What is needed.
Print the listing below exactly.

Records shown.
• • • •

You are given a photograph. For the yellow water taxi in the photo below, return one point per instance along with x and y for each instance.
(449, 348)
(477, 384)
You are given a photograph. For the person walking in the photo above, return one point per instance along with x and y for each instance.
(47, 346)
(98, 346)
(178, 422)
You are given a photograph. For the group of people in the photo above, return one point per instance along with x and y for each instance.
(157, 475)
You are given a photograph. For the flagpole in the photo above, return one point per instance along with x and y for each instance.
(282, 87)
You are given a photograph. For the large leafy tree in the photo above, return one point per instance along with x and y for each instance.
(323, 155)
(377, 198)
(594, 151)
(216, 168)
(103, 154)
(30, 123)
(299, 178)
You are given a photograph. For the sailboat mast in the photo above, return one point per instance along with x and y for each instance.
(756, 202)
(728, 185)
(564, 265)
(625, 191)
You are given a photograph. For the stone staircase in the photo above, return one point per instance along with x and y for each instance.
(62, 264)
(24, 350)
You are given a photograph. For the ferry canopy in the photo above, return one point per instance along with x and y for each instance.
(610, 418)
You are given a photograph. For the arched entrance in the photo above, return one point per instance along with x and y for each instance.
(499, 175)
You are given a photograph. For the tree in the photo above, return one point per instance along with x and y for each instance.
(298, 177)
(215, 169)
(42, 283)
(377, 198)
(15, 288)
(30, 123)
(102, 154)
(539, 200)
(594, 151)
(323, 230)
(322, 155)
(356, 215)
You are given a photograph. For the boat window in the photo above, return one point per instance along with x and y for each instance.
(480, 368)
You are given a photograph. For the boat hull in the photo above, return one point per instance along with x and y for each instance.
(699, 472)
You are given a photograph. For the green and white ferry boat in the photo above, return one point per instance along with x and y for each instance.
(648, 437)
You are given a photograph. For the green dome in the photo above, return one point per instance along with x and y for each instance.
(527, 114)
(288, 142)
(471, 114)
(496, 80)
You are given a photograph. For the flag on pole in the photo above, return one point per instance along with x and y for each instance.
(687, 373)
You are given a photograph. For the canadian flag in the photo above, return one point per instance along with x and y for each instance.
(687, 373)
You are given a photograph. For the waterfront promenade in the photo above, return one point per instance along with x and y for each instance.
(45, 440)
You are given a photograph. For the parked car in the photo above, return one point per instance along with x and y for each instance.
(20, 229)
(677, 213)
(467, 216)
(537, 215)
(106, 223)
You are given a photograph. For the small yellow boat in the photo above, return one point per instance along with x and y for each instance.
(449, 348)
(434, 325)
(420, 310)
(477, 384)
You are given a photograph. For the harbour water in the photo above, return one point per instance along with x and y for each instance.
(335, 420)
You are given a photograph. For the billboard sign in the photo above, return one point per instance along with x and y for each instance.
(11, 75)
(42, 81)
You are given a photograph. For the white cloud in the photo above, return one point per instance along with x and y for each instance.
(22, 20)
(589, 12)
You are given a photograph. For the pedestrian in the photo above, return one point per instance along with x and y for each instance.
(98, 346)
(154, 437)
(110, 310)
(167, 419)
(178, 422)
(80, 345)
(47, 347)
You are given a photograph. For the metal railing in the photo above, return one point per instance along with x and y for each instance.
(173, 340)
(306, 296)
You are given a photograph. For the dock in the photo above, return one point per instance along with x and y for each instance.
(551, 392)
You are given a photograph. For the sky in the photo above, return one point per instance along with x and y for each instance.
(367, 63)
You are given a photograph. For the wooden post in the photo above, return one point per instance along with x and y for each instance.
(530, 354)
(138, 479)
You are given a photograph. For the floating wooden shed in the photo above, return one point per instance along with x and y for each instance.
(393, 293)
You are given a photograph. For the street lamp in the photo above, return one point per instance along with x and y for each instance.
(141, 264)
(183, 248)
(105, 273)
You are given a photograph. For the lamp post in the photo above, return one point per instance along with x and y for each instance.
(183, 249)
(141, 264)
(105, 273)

• • • •

Written solution.
You are given a photograph. For the yellow water taxi in the photo below, return one point per instance along with x and y for each instance.
(449, 348)
(477, 384)
You are given a photograph. For the person walking in the photo above, return one point per instance along with x and y for each instance.
(47, 346)
(98, 346)
(178, 422)
You are given a photograph. For the group of people in the photo above, return one point per instance along with x and y for each instance.
(157, 475)
You are given a photograph. For the flagpole in the photo above, return one point per instance along with x and y for each instance.
(282, 87)
You are given a photograph. For the large leafy tree in the photo above, return one point per instance along with x and y for each instance.
(323, 155)
(377, 198)
(594, 151)
(216, 168)
(103, 154)
(30, 123)
(299, 178)
You are given a photograph. For the sailboat mast in the photo above, return one point per instance along with x and y for each instance.
(756, 202)
(728, 185)
(564, 265)
(625, 191)
You are given a photograph. For the stone staircase in the photo above, return one point per instance along with x and y for each instance.
(62, 264)
(24, 350)
You are given a photograph. For the ferry canopy in the photo above, return one point per instance along with x and y for each instance.
(610, 418)
You are given a photograph. For the arched entrance in the photo above, return one point per instance along with x and y for each instance.
(499, 175)
You are given a photograph. For the tree in the photo above, return one point per instance along with x and y for each instance.
(298, 177)
(215, 169)
(42, 283)
(377, 198)
(15, 288)
(30, 123)
(102, 154)
(539, 200)
(594, 151)
(323, 230)
(322, 155)
(356, 215)
You are given a photograph. For the boat window in the photo above, return one point per instance along with x and y for each instance.
(480, 368)
You are given a photograph. For the boat hull in the photo above, return one point per instance along with x and y for each instance.
(699, 472)
You are given a photograph. For the green and white ferry boat in the photo above, return one point per instance along with x and y for each instance.
(648, 437)
You are given a photograph. For the green dome in the photo above, return one point per instance along with x and y for each instance.
(527, 114)
(288, 142)
(471, 114)
(496, 80)
You are given a photograph. For the flag on pole in the photo above, return one point per instance along with x and y for each instance.
(687, 373)
You are given a photograph. For the canadian flag in the photo above, return one point per instance along with x and y for each instance.
(687, 373)
You are given a photograph. For the waterfront promenade in the photo above, return one point per instance along with x and y for each instance.
(45, 440)
You are given a photograph. For the parked car in the photo above, return one point per instance along with x and y for each instance.
(20, 229)
(677, 213)
(467, 216)
(537, 215)
(106, 223)
You are given a photograph. For the small yellow boat in the photo above, return one point per instance along with x and y for each instance.
(449, 348)
(434, 325)
(420, 310)
(477, 384)
You are given a photograph. For the harbour water in the photo above, return one point per instance along with x and y for each instance.
(335, 420)
You are given a photograph. For the billboard sign in the photo above, return one point per instance along with x and y for each instance.
(11, 75)
(42, 81)
You are given a photograph. For the white cloud in the photo above, return one point per instance along with x and y for each instance.
(22, 20)
(589, 12)
You are given a photograph. For the pedestrian in the photo above, return one point per instance along with x and y for each instance.
(98, 346)
(154, 437)
(110, 310)
(167, 419)
(178, 422)
(80, 345)
(47, 347)
You are given a photograph. For the metal railing in the photo above, return one point per instance along with x and y for each instance.
(173, 340)
(306, 296)
You are given a photograph. For the dock in the photo above, return one point per instance along with x and y for each instance.
(551, 392)
You are given a photograph. For the sky in the photo above, return one point per instance along with x and y for each instance.
(367, 63)
You are given a photograph. For the wooden post in the photo above, return one point per instance along with x and y for each instance.
(530, 354)
(138, 479)
You are given a photograph. For the floating wooden shed in the photo above, return one point per instance along with x and y for each instance.
(393, 293)
You are given a photograph. For the street lamp in the photo above, return one point per instance along with x and y for each instance.
(141, 264)
(183, 248)
(105, 273)
You are given a photograph. For the lamp post in the photo above, return one point per instance along with x and y for each instance.
(183, 249)
(141, 264)
(105, 273)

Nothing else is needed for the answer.